*Data for this exercise*
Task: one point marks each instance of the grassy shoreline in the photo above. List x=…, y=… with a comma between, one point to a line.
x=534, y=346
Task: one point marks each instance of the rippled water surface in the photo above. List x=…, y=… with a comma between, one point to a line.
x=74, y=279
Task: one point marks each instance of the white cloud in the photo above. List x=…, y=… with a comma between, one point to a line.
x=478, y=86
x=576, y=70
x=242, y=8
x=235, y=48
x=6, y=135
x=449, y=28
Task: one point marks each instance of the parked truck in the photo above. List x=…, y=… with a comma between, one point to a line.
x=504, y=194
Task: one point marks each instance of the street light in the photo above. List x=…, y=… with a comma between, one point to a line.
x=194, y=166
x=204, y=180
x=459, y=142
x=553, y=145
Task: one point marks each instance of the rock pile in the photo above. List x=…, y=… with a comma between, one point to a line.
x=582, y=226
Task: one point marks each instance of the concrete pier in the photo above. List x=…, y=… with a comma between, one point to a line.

*What you should do*
Start at the first line and transcribe the data exactly through the last.

*Solution for this problem*
Task: one point marks each instance of the grassy shoreline in the photo above. List x=…, y=… with a comma between, one point to a line.
x=534, y=346
Task: one point marks each instance of the rippled water surface in the photo above. List x=…, y=… with a comma between, one point to a line.
x=74, y=279
Task: one point marks each instance of the white cloud in the photo above. List x=…, y=… with a comma between, one point to a line.
x=478, y=86
x=576, y=70
x=242, y=8
x=235, y=48
x=6, y=135
x=449, y=28
Task: one point marks each instance of the parked truck in the photo above. List x=…, y=… with a comma between, one point to a line.
x=504, y=194
Task: one point marks each instance of the street light in the photo above. List x=…, y=… with a comma between, one point to a line.
x=194, y=166
x=204, y=180
x=459, y=142
x=553, y=145
Task: one point marks each instance of the rock pile in the photo above. List x=…, y=… with a comma between, one point to a line.
x=582, y=226
Task: one point marks each instance of the concrete pier in the photo above. List x=…, y=… with a comma between, one point to a line.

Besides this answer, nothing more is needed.